■ **DATASET RECORDS**
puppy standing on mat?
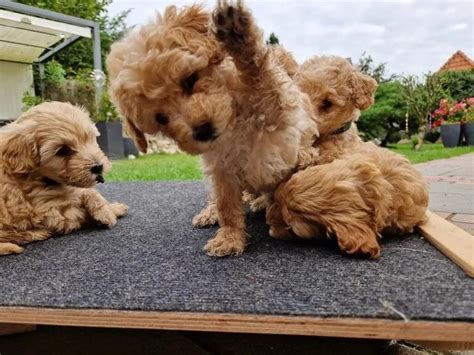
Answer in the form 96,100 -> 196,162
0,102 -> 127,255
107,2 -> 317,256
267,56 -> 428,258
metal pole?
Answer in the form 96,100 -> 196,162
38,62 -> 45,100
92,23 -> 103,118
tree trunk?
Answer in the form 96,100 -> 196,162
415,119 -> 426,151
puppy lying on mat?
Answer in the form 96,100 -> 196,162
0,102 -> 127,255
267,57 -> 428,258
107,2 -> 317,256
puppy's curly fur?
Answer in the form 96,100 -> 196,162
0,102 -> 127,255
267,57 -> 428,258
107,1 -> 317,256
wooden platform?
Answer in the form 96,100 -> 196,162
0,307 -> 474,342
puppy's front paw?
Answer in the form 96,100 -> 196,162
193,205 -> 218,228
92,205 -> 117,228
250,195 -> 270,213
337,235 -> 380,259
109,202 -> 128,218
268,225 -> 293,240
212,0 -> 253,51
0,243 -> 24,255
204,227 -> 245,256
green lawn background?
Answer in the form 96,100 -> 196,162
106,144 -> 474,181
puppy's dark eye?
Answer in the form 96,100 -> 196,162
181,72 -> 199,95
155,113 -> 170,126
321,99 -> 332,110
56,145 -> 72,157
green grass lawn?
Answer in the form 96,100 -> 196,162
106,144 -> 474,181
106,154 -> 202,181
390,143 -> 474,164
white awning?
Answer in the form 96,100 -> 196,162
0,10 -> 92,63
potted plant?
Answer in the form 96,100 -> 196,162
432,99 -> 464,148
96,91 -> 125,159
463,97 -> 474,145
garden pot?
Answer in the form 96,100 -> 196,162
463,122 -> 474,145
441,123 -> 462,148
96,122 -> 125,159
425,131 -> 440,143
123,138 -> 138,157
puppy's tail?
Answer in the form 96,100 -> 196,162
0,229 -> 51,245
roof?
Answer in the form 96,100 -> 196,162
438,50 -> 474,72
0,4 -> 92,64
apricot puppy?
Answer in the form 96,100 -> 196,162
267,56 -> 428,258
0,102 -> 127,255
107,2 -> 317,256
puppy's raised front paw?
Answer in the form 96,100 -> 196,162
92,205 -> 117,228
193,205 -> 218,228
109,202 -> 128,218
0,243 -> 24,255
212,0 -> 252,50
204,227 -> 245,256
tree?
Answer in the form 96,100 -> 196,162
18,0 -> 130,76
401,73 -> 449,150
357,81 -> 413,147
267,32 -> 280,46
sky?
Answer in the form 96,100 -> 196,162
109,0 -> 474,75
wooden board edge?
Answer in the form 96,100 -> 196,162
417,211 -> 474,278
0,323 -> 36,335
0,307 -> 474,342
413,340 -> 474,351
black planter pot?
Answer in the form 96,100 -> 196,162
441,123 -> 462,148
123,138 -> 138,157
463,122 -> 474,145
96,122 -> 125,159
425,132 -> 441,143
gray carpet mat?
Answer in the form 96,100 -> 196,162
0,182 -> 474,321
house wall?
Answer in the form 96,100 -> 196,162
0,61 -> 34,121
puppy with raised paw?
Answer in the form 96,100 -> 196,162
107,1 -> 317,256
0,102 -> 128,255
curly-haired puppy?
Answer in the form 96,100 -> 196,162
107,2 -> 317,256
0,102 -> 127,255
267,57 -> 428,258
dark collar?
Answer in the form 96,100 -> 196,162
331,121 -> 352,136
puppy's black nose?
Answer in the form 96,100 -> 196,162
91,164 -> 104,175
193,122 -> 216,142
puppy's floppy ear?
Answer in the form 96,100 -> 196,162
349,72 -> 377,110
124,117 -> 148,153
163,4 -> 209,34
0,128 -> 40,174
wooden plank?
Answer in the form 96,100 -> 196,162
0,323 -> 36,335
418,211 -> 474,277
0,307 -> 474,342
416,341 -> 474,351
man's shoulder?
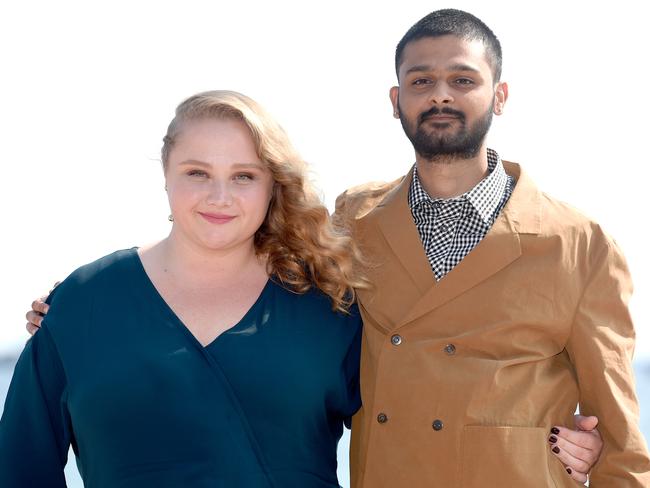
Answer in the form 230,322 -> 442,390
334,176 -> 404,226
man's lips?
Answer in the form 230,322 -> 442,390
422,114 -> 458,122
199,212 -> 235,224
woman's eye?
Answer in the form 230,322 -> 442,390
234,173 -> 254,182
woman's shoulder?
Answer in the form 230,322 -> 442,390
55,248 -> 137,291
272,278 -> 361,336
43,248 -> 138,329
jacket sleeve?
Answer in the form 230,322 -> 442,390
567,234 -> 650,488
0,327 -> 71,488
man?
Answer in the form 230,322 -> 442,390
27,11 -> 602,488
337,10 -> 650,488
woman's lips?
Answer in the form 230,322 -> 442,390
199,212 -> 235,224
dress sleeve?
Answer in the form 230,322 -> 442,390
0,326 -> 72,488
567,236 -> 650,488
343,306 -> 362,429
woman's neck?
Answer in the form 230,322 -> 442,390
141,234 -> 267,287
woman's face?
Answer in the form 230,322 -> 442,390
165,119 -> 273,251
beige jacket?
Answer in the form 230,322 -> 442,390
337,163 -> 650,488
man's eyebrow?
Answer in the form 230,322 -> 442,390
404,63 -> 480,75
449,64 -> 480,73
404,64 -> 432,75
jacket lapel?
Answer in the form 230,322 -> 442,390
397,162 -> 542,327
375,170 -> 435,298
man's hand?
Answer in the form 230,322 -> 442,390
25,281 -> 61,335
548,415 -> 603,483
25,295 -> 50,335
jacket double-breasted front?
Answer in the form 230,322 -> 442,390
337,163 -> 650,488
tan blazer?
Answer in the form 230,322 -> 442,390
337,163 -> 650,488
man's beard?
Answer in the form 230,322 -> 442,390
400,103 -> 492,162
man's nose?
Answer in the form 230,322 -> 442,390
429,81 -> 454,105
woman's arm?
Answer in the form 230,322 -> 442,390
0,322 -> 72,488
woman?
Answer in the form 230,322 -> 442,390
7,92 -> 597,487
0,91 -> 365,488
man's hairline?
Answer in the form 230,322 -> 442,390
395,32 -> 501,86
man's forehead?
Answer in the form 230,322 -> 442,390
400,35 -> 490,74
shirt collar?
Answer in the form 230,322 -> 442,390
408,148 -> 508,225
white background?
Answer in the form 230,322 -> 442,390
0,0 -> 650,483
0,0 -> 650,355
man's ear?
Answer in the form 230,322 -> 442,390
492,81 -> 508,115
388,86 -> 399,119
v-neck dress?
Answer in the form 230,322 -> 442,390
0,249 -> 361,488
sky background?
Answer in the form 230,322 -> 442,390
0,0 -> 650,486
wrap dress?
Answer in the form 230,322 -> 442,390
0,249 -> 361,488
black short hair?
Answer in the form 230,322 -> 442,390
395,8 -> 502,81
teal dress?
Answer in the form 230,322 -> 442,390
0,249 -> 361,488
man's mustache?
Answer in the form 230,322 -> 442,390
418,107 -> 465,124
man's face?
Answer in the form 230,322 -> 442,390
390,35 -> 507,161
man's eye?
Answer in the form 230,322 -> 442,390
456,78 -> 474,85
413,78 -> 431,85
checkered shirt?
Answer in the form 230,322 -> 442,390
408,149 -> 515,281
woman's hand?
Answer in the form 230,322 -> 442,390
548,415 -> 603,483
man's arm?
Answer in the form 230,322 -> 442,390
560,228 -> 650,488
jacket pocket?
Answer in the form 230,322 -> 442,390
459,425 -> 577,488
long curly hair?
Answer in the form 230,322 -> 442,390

■ **WHAT IS NEEDED**
Could you copy out this listing again, line for line and unchanged, but without the pictures?

■ **OUTPUT**
puppy standing on mat?
Answer in the form 96,100 -> 196,162
0,102 -> 127,255
107,2 -> 317,256
267,56 -> 428,258
metal pole?
Answer in the form 96,100 -> 196,162
38,62 -> 45,100
92,23 -> 103,118
tree trunk?
Answer in the form 96,100 -> 196,162
415,119 -> 426,151
puppy lying on mat?
Answer in the form 96,100 -> 196,162
0,102 -> 127,255
267,57 -> 428,258
107,2 -> 317,256
puppy's curly fur?
Answer in the form 96,100 -> 196,162
0,102 -> 127,255
267,57 -> 428,258
107,1 -> 317,256
wooden platform?
Answer in the form 96,100 -> 196,162
0,307 -> 474,342
puppy's front paw?
Answer in the form 96,100 -> 196,162
193,205 -> 218,228
92,205 -> 117,228
250,195 -> 270,213
337,235 -> 380,259
109,202 -> 128,218
268,225 -> 293,240
212,0 -> 253,51
0,243 -> 24,255
204,227 -> 245,256
green lawn background?
Answer in the form 96,100 -> 196,162
106,144 -> 474,181
puppy's dark eye?
Answer in the form 96,100 -> 196,162
181,72 -> 199,95
155,113 -> 170,126
321,99 -> 332,110
56,145 -> 72,157
green grass lawn?
Answer in the form 96,100 -> 196,162
106,144 -> 474,181
106,154 -> 202,181
390,143 -> 474,164
white awning?
Answer in the form 96,100 -> 196,162
0,10 -> 92,63
potted plant?
Answer in the form 96,100 -> 196,162
432,99 -> 464,148
96,91 -> 125,159
463,97 -> 474,145
garden pot?
Answer in the form 96,100 -> 196,162
463,122 -> 474,145
441,123 -> 462,148
96,122 -> 125,159
425,131 -> 440,143
123,138 -> 138,157
puppy's tail?
Answer in the form 96,100 -> 196,162
0,229 -> 51,245
roof?
Answer in the form 96,100 -> 196,162
438,50 -> 474,72
0,4 -> 92,64
apricot puppy?
Answer in the form 96,100 -> 196,162
267,56 -> 428,258
0,102 -> 127,255
107,2 -> 317,256
puppy's raised front paw?
Answer in the form 96,100 -> 196,162
92,205 -> 117,228
193,205 -> 218,228
109,202 -> 128,218
0,243 -> 24,255
212,0 -> 252,50
204,227 -> 245,256
tree?
Answer in the form 96,100 -> 196,162
18,0 -> 130,76
401,73 -> 449,150
357,81 -> 413,147
267,32 -> 280,46
sky?
Answer in the form 96,100 -> 196,162
109,0 -> 474,75
wooden board edge?
Answer in the form 96,100 -> 196,162
417,211 -> 474,278
0,323 -> 36,335
0,307 -> 474,342
413,340 -> 474,351
black planter pot?
Answer in the form 96,100 -> 196,162
441,123 -> 462,148
123,138 -> 138,157
463,122 -> 474,145
96,122 -> 125,159
425,132 -> 441,143
gray carpet mat?
Answer in the form 96,100 -> 196,162
0,182 -> 474,321
house wall?
Answer in the form 96,100 -> 196,162
0,61 -> 34,121
puppy with raised paw?
Answer in the form 96,100 -> 196,162
107,1 -> 317,256
0,102 -> 128,255
curly-haired puppy?
Answer in the form 96,100 -> 196,162
107,2 -> 317,256
0,102 -> 127,255
267,57 -> 428,258
dark collar?
Answer in the form 96,100 -> 196,162
331,121 -> 352,136
puppy's black nose?
Answer in the form 96,100 -> 196,162
91,164 -> 104,175
193,122 -> 216,142
puppy's floppy ear?
Answer in the form 96,100 -> 196,162
349,72 -> 377,110
124,117 -> 148,153
163,4 -> 209,34
0,128 -> 40,174
wooden plank?
Answer in the form 96,100 -> 196,162
0,323 -> 36,335
418,211 -> 474,277
0,307 -> 474,342
416,341 -> 474,351
man's shoulder?
Answer in the form 230,322 -> 442,390
334,176 -> 404,226
man's lips?
Answer in the form 230,322 -> 442,390
422,114 -> 458,122
199,212 -> 235,224
woman's eye?
Answer in the form 230,322 -> 442,390
234,173 -> 254,182
woman's shoulder?
Answer in the form 230,322 -> 442,390
55,248 -> 137,291
272,278 -> 361,336
43,248 -> 138,329
jacket sleeve?
Answer in the form 230,322 -> 442,390
567,234 -> 650,488
0,327 -> 71,488
man?
Answer in the form 230,322 -> 442,390
27,11 -> 602,488
337,10 -> 650,488
woman's lips?
Answer in the form 230,322 -> 442,390
199,212 -> 235,224
dress sleeve?
Answer in the form 230,322 -> 442,390
0,326 -> 72,488
567,236 -> 650,488
343,306 -> 362,429
woman's neck?
Answer in the form 230,322 -> 442,390
141,234 -> 267,287
woman's face?
Answer in the form 230,322 -> 442,390
165,119 -> 273,251
beige jacket?
Answer in the form 230,322 -> 442,390
337,163 -> 650,488
man's eyebrow?
Answer in the form 230,322 -> 442,390
404,63 -> 480,75
449,64 -> 480,73
404,64 -> 432,75
jacket lapel?
Answer in the form 230,322 -> 442,390
397,162 -> 542,327
375,170 -> 435,298
man's hand?
Answer in the form 230,322 -> 442,390
25,281 -> 61,335
548,415 -> 603,483
25,295 -> 50,335
jacket double-breasted front?
Answer in the form 230,322 -> 442,390
337,163 -> 650,488
tan blazer?
Answer in the form 230,322 -> 442,390
337,163 -> 650,488
man's beard?
Answer in the form 230,322 -> 442,390
400,103 -> 492,162
man's nose?
Answer in the form 230,322 -> 442,390
429,81 -> 454,105
woman's arm?
Answer in the form 230,322 -> 442,390
0,322 -> 72,488
woman?
Answer in the form 230,322 -> 442,390
7,92 -> 597,487
0,91 -> 365,488
man's hairline?
Answer in the form 230,322 -> 442,390
395,32 -> 501,86
man's forehead?
Answer in the form 230,322 -> 442,390
400,35 -> 490,74
shirt collar?
Answer in the form 230,322 -> 442,390
408,148 -> 508,225
white background?
Answer in the form 230,322 -> 442,390
0,0 -> 650,483
0,0 -> 650,355
man's ear?
Answer in the form 230,322 -> 442,390
492,81 -> 508,115
388,86 -> 399,119
v-neck dress?
Answer in the form 230,322 -> 442,390
0,249 -> 361,488
sky background?
Answer in the form 230,322 -> 442,390
0,0 -> 650,486
wrap dress?
Answer in the form 230,322 -> 442,390
0,249 -> 361,488
black short hair?
Answer in the form 230,322 -> 442,390
395,8 -> 502,81
teal dress?
Answer in the form 230,322 -> 442,390
0,249 -> 361,488
man's mustache?
Answer in the form 230,322 -> 442,390
418,107 -> 465,124
man's face?
Answer in the form 230,322 -> 442,390
390,35 -> 507,161
man's eye?
Answer in the form 230,322 -> 442,390
456,78 -> 474,85
413,78 -> 431,85
checkered shirt?
Answer in the form 230,322 -> 442,390
408,149 -> 515,281
woman's hand?
Answer in the form 230,322 -> 442,390
548,415 -> 603,483
man's arm?
Answer in the form 230,322 -> 442,390
560,228 -> 650,488
jacket pocket?
Answer in the form 230,322 -> 442,390
459,425 -> 577,488
long curly hair?
Answer in the form 230,322 -> 442,390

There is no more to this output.